New and advanced nuclear power will help power the economy and deliver deep decarbonisation of the UK’s energy system.
Nuclear energy has been used reliably and safely in the UK for over 60 years. We have extensive experience of the full nuclear life cycle, from front-end design through to decommissioning. According to August 2021 data from the Department for Business, Energy and Industrial Strategy (BEIS), nuclear power plants generate 18.3% of the UK’s electricity.
The UK’s electricity system will grow and could double in size by 2050 as demand for low-carbon electricity in sectors like heat and transport rises. Nuclear power provides a reliable source of low-carbon electricity and with the advent of advanced nuclear technologies could also have a role in ‘beyond the grid’ applications such as low carbon hydrogen, synthetic fuel production and heat for industrial or domestic uses. It is a key part of the UK’s energy mix.
The government is committed to advancing large, small and advanced reactors as part of the ten point plan for a green industrial revolution. The Energy White Paper confirms it is aiming to bring “at least one more” large-scale power plant to a Final Investment Decision, as well as investing in advanced nuclear technologies like small modular reactors (SMRs).

(Stored data entries)
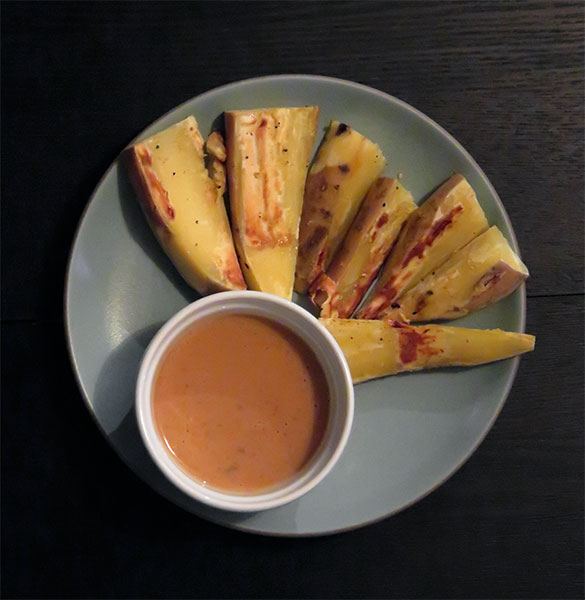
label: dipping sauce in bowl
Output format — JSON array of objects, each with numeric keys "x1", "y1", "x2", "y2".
[
  {"x1": 136, "y1": 291, "x2": 354, "y2": 512},
  {"x1": 153, "y1": 313, "x2": 329, "y2": 492}
]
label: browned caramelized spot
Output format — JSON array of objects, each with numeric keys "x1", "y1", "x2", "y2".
[
  {"x1": 376, "y1": 213, "x2": 388, "y2": 229},
  {"x1": 144, "y1": 167, "x2": 175, "y2": 219},
  {"x1": 304, "y1": 226, "x2": 327, "y2": 250},
  {"x1": 412, "y1": 294, "x2": 427, "y2": 315},
  {"x1": 478, "y1": 268, "x2": 504, "y2": 288},
  {"x1": 136, "y1": 145, "x2": 152, "y2": 165},
  {"x1": 402, "y1": 205, "x2": 463, "y2": 268},
  {"x1": 388, "y1": 320, "x2": 438, "y2": 364},
  {"x1": 309, "y1": 273, "x2": 337, "y2": 306},
  {"x1": 246, "y1": 117, "x2": 293, "y2": 247}
]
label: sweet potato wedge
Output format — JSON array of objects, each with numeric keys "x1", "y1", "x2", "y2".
[
  {"x1": 295, "y1": 121, "x2": 386, "y2": 294},
  {"x1": 121, "y1": 117, "x2": 246, "y2": 294},
  {"x1": 225, "y1": 106, "x2": 319, "y2": 300},
  {"x1": 309, "y1": 177, "x2": 416, "y2": 318},
  {"x1": 321, "y1": 319, "x2": 535, "y2": 383},
  {"x1": 378, "y1": 225, "x2": 528, "y2": 322},
  {"x1": 356, "y1": 174, "x2": 488, "y2": 319}
]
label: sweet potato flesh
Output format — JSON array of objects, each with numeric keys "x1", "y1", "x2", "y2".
[
  {"x1": 123, "y1": 117, "x2": 246, "y2": 294},
  {"x1": 357, "y1": 174, "x2": 488, "y2": 319},
  {"x1": 321, "y1": 319, "x2": 534, "y2": 383},
  {"x1": 295, "y1": 121, "x2": 386, "y2": 293},
  {"x1": 309, "y1": 177, "x2": 416, "y2": 318},
  {"x1": 225, "y1": 106, "x2": 319, "y2": 299},
  {"x1": 378, "y1": 226, "x2": 528, "y2": 322}
]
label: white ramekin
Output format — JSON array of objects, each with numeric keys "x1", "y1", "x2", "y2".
[{"x1": 136, "y1": 291, "x2": 354, "y2": 512}]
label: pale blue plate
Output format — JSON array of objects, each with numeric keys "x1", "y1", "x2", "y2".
[{"x1": 65, "y1": 75, "x2": 525, "y2": 535}]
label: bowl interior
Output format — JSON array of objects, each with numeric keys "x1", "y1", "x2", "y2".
[{"x1": 136, "y1": 291, "x2": 353, "y2": 510}]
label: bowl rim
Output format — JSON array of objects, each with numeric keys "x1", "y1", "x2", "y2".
[{"x1": 135, "y1": 290, "x2": 354, "y2": 512}]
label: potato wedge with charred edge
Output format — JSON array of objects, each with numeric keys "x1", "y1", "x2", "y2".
[
  {"x1": 321, "y1": 319, "x2": 535, "y2": 383},
  {"x1": 121, "y1": 117, "x2": 246, "y2": 294},
  {"x1": 378, "y1": 225, "x2": 528, "y2": 322},
  {"x1": 309, "y1": 177, "x2": 416, "y2": 318},
  {"x1": 225, "y1": 106, "x2": 319, "y2": 300},
  {"x1": 356, "y1": 174, "x2": 488, "y2": 319},
  {"x1": 295, "y1": 121, "x2": 386, "y2": 294}
]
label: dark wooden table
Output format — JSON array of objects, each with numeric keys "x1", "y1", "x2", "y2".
[{"x1": 1, "y1": 2, "x2": 584, "y2": 598}]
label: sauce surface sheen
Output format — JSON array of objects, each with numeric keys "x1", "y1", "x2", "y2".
[{"x1": 153, "y1": 314, "x2": 329, "y2": 492}]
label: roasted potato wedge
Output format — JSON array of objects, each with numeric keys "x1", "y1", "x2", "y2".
[
  {"x1": 356, "y1": 174, "x2": 488, "y2": 319},
  {"x1": 378, "y1": 225, "x2": 528, "y2": 322},
  {"x1": 295, "y1": 121, "x2": 386, "y2": 294},
  {"x1": 321, "y1": 319, "x2": 535, "y2": 383},
  {"x1": 309, "y1": 177, "x2": 416, "y2": 318},
  {"x1": 225, "y1": 106, "x2": 319, "y2": 300},
  {"x1": 121, "y1": 117, "x2": 246, "y2": 294}
]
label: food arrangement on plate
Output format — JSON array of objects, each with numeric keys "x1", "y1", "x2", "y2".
[
  {"x1": 123, "y1": 106, "x2": 534, "y2": 383},
  {"x1": 65, "y1": 75, "x2": 533, "y2": 535}
]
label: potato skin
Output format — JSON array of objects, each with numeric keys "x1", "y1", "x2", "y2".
[{"x1": 309, "y1": 177, "x2": 416, "y2": 318}]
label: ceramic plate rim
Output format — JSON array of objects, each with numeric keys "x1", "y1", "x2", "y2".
[{"x1": 63, "y1": 73, "x2": 526, "y2": 538}]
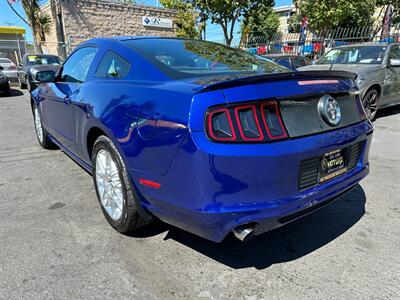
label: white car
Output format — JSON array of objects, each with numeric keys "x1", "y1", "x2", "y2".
[{"x1": 0, "y1": 58, "x2": 18, "y2": 79}]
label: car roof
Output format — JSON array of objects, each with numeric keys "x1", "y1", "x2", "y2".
[{"x1": 24, "y1": 53, "x2": 58, "y2": 57}]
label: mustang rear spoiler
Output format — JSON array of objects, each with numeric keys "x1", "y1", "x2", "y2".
[{"x1": 196, "y1": 70, "x2": 357, "y2": 92}]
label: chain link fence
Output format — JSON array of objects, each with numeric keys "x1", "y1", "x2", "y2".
[{"x1": 241, "y1": 24, "x2": 400, "y2": 59}]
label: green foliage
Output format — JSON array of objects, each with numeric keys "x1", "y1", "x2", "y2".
[
  {"x1": 300, "y1": 0, "x2": 376, "y2": 30},
  {"x1": 289, "y1": 14, "x2": 301, "y2": 32},
  {"x1": 242, "y1": 7, "x2": 279, "y2": 41},
  {"x1": 186, "y1": 0, "x2": 274, "y2": 46},
  {"x1": 38, "y1": 12, "x2": 52, "y2": 41},
  {"x1": 160, "y1": 0, "x2": 199, "y2": 38},
  {"x1": 376, "y1": 0, "x2": 400, "y2": 25}
]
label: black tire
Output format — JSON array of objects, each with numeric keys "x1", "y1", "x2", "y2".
[
  {"x1": 92, "y1": 135, "x2": 153, "y2": 233},
  {"x1": 362, "y1": 88, "x2": 380, "y2": 121},
  {"x1": 32, "y1": 104, "x2": 57, "y2": 149}
]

**Questions on the material**
(1) According to the text on UK nuclear power, what share of the UK's electricity do nuclear power plants generate?
(2) Return, word for word, the part of the text on UK nuclear power that begins at the words "The UK’s electricity system" and stops after "modular reactors (SMRs).".

**Exercise answers**
(1) Nuclear power plants generate 18.3% of the UK's electricity, according to August 2021 data from the Department for Business, Energy and Industrial Strategy.

(2)
The UK’s electricity system will grow and could double in size by 2050 as demand for low-carbon electricity in sectors like heat and transport rises. Nuclear power provides a reliable source of low-carbon electricity and with the advent of advanced nuclear technologies could also have a role in ‘beyond the grid’ applications such as low carbon hydrogen, synthetic fuel production and heat for industrial or domestic uses. It is a key part of the UK’s energy mix.
The government is committed to advancing large, small and advanced reactors as part of the ten point plan for a green industrial revolution. The Energy White Paper confirms it is aiming to bring “at least one more” large-scale power plant to a Final Investment Decision, as well as investing in advanced nuclear technologies like small modular reactors (SMRs).